Write out the entries verbatim and leave the images out of the copy.

Raw data -
◆ ◆ ◆ ◆ ◆
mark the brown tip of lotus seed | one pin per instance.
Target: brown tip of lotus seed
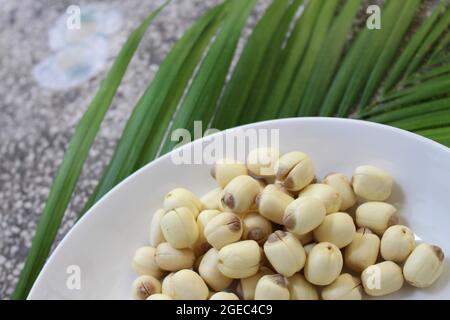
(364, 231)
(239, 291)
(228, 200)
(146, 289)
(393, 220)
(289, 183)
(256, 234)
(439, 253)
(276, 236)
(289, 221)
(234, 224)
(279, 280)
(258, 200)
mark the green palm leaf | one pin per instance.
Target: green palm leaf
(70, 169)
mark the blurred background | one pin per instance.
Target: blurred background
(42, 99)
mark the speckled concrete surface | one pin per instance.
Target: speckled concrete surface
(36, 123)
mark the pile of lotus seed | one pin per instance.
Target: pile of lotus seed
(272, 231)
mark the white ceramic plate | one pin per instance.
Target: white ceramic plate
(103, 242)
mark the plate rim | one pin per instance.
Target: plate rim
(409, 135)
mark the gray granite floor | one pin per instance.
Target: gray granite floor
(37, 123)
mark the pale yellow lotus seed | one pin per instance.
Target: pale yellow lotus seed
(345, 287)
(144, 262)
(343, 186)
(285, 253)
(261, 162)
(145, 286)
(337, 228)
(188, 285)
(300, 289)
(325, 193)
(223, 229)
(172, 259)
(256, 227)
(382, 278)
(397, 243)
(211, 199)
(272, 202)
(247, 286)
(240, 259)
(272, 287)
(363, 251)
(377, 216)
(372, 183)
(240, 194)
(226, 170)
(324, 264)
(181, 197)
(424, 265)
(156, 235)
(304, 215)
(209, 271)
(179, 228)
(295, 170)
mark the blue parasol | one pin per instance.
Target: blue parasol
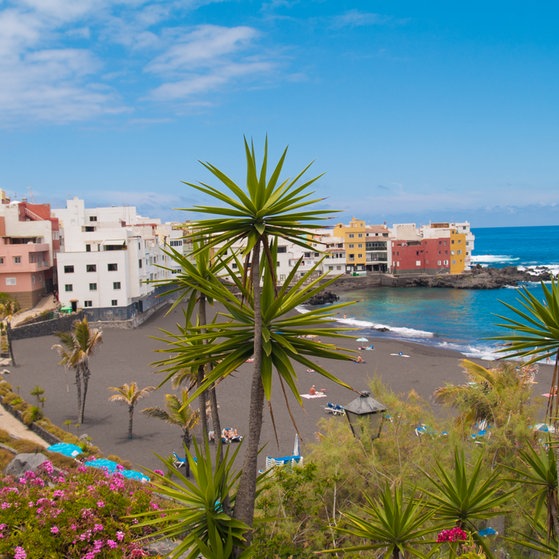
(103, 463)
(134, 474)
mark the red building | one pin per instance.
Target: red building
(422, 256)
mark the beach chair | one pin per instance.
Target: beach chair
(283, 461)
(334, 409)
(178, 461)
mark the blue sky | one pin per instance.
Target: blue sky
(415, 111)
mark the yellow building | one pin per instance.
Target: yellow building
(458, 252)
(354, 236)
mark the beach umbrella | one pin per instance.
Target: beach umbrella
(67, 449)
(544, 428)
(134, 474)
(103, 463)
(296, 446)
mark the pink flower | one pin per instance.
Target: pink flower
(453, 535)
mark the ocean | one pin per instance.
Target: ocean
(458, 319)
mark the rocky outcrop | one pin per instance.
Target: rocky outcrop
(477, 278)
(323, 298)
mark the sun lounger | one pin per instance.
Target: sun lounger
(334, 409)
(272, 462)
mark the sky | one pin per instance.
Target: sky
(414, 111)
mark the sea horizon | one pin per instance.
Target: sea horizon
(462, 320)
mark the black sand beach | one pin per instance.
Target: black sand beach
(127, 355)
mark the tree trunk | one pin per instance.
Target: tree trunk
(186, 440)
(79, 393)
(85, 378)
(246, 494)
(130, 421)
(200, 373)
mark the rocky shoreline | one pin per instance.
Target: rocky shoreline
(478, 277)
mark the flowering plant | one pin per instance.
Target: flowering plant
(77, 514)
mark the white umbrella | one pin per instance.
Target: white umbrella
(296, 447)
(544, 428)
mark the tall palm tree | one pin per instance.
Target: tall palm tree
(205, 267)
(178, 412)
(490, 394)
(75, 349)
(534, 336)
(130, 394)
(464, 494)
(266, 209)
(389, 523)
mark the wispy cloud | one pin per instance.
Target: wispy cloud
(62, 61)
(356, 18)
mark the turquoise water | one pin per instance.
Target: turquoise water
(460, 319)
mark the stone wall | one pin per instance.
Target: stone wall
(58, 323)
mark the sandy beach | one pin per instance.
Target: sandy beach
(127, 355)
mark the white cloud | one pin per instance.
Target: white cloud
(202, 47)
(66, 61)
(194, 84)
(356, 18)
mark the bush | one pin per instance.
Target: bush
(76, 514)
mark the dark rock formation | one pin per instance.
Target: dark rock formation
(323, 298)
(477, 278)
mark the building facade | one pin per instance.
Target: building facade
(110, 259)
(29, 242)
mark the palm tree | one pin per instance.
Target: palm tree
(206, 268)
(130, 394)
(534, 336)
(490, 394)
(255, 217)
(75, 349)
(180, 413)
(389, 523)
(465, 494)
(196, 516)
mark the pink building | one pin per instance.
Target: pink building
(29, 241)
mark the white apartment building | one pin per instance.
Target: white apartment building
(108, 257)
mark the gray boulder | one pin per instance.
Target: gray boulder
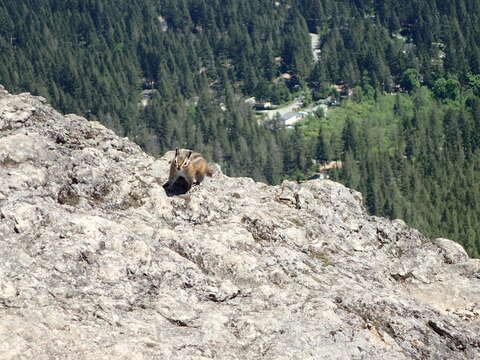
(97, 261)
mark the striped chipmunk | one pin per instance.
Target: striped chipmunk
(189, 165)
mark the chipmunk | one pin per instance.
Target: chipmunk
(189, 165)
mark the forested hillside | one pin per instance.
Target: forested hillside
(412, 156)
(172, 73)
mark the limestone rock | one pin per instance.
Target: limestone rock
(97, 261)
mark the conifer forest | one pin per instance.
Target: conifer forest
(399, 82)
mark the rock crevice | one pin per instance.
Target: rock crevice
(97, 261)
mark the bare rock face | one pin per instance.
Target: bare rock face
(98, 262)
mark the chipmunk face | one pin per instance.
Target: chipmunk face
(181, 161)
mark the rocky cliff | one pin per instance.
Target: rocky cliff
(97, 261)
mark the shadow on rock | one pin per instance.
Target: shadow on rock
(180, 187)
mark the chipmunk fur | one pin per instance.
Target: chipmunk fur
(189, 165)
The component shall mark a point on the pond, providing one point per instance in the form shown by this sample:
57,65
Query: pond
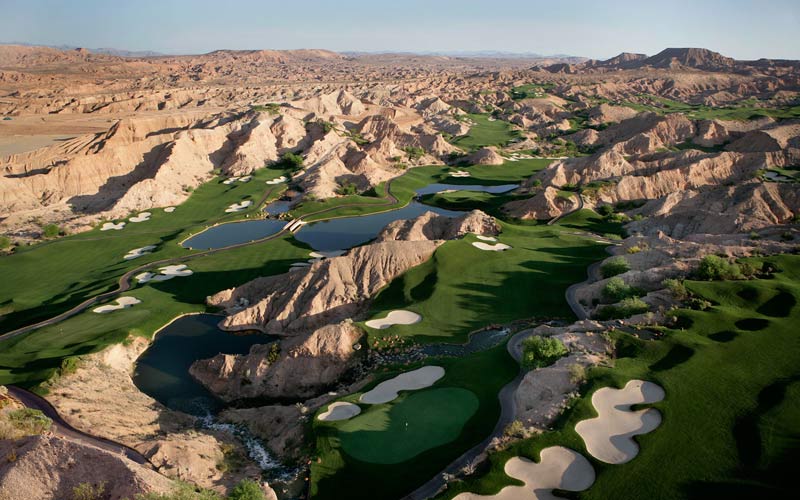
◆ ◆ ◆ ◆ ◆
Answer to the problem -
mark the brown tip of lotus seed | one pin per instance.
Target: brown tip of lotus seed
(364, 231)
(239, 291)
(228, 200)
(146, 289)
(393, 220)
(289, 183)
(256, 234)
(439, 253)
(276, 236)
(289, 221)
(234, 224)
(279, 280)
(258, 200)
mark the green palm leaf | one pin per instance.
Target: green palm leaf
(70, 169)
mark the blurred background | one pin per instance.
Target: blurred background
(42, 99)
mark the speckled concrete surface | one pin per instance.
Target: speckled concrete surface
(36, 123)
mark the pile of lotus seed | one pin per instance.
Target: pile of lotus seed
(272, 231)
mark the white ceramic plate | one pin per instance.
Target: white ceramic plate
(103, 242)
mark the plate rim | one pin per instance.
Target: plate rim
(409, 135)
mark the gray granite floor | one pin per instance.
Target: gray granite floor
(37, 123)
mark the pale yellow lotus seed | one pin per instance.
Target: pale yellow lotus seed
(345, 287)
(144, 262)
(343, 186)
(285, 253)
(261, 162)
(145, 286)
(337, 228)
(188, 285)
(300, 289)
(325, 193)
(223, 229)
(172, 259)
(256, 227)
(382, 278)
(397, 243)
(211, 199)
(272, 202)
(247, 286)
(240, 259)
(272, 287)
(363, 251)
(377, 216)
(372, 183)
(240, 194)
(226, 170)
(324, 264)
(181, 197)
(424, 265)
(156, 235)
(304, 215)
(209, 271)
(179, 228)
(295, 170)
mark the blue parasol | one pin per instance.
Target: blue parasol
(103, 463)
(134, 474)
mark the red building | one pin per instance.
Target: red building
(422, 256)
mark the beach chair | one pin per instance.
Target: beach chair
(283, 461)
(334, 409)
(178, 461)
mark the blue sky | one pin per instance.
Target: blue sky
(415, 111)
mark the yellow building | one pin per instance.
Target: yellow building
(458, 252)
(354, 236)
mark the beach umbrella | one pin per instance.
Target: beach umbrella
(67, 449)
(544, 428)
(134, 474)
(103, 463)
(296, 446)
mark the pink flower | one pin per instance.
Target: pink flower
(453, 535)
mark the ocean | one pin per instance.
Target: ocean
(458, 319)
mark the rocky outcrop | one pin per instance.
Target: rocky outcrop
(477, 278)
(323, 298)
mark the sun lounger | one pin per instance.
Target: sun lounger
(334, 409)
(272, 462)
mark the sky | one pin per instance.
Target: sky
(414, 111)
mark the sea horizon | one pin per instance.
Target: sea horizon
(462, 320)
mark the black sand beach | one pin per instance.
Target: black sand beach
(127, 355)
mark the tree trunk | one pin per instance.
Target: tree trunk
(186, 440)
(79, 393)
(85, 378)
(246, 494)
(130, 421)
(200, 373)
mark the rocky shoreline | one pin per instance.
Target: rocky shoreline
(478, 277)
mark the flowering plant | one pin per instance.
Target: flowering plant
(77, 514)
mark the white umbrella | one pin per instance.
Target: white umbrella
(296, 447)
(544, 428)
mark the tall palm tree | one pin per instance.
Target: tall palm tree
(205, 267)
(178, 412)
(490, 394)
(75, 349)
(534, 336)
(130, 394)
(464, 494)
(266, 209)
(389, 523)
mark the wispy cloud | one pin per instance.
Target: wispy cloud
(62, 61)
(356, 18)
mark the turquoise water | one pin per instance.
Target: turquoise water
(460, 319)
mark the stone wall | one pin per instance.
Target: stone wall
(58, 323)
mark the sandy beach | one pin per instance.
Target: sandy beach
(127, 355)
mark the white cloud | one pin per instance.
Target: white cloud
(202, 47)
(66, 61)
(194, 84)
(356, 18)
mark the bush | one pin per instance.
Target: bush
(76, 514)
mark the dark rock formation | one pin per instance.
Target: dark rock formation
(323, 298)
(477, 278)
mark the building facade | one pin per instance.
Target: building facade
(110, 259)
(29, 242)
mark the palm tree | one pin per instance.
Target: palm tree
(206, 268)
(130, 394)
(534, 336)
(490, 394)
(255, 217)
(75, 349)
(180, 413)
(389, 523)
(465, 494)
(196, 516)
mark the pink building | one pin per instance.
Target: pink building
(29, 241)
mark the white apartment building | one pin per instance.
Target: white apartment building
(108, 257)
mark the gray boulder | one pin per instance.
Target: gray boulder
(97, 261)
mark the striped chipmunk | one pin per instance.
Target: striped chipmunk
(189, 165)
mark the chipmunk | one pin per instance.
Target: chipmunk
(189, 165)
mark the forested hillside | one pin per instance.
Target: forested hillside
(412, 156)
(172, 73)
mark the limestone rock | one pin per instance.
Target: limestone rock
(97, 261)
mark the conifer forest | one pin per instance.
Target: conifer forest
(399, 82)
mark the rock crevice | one pin per instance.
Target: rock crevice
(97, 261)
mark the bare rock face | one pin per instance.
Target: bare rock face
(98, 262)
mark the chipmunk face | one pin per instance.
Target: chipmunk face
(181, 161)
mark the rocky cliff | one pin per instance.
Target: rocky cliff
(97, 261)
mark the shadow on rock | one pin per instance.
Target: shadow on rock
(180, 187)
mark the chipmunk fur | one pin per instance.
Target: chipmunk fur
(189, 165)
The component shall mark a point on the pond, providing one point per instance in the form shown by this sample:
57,65
Query: pond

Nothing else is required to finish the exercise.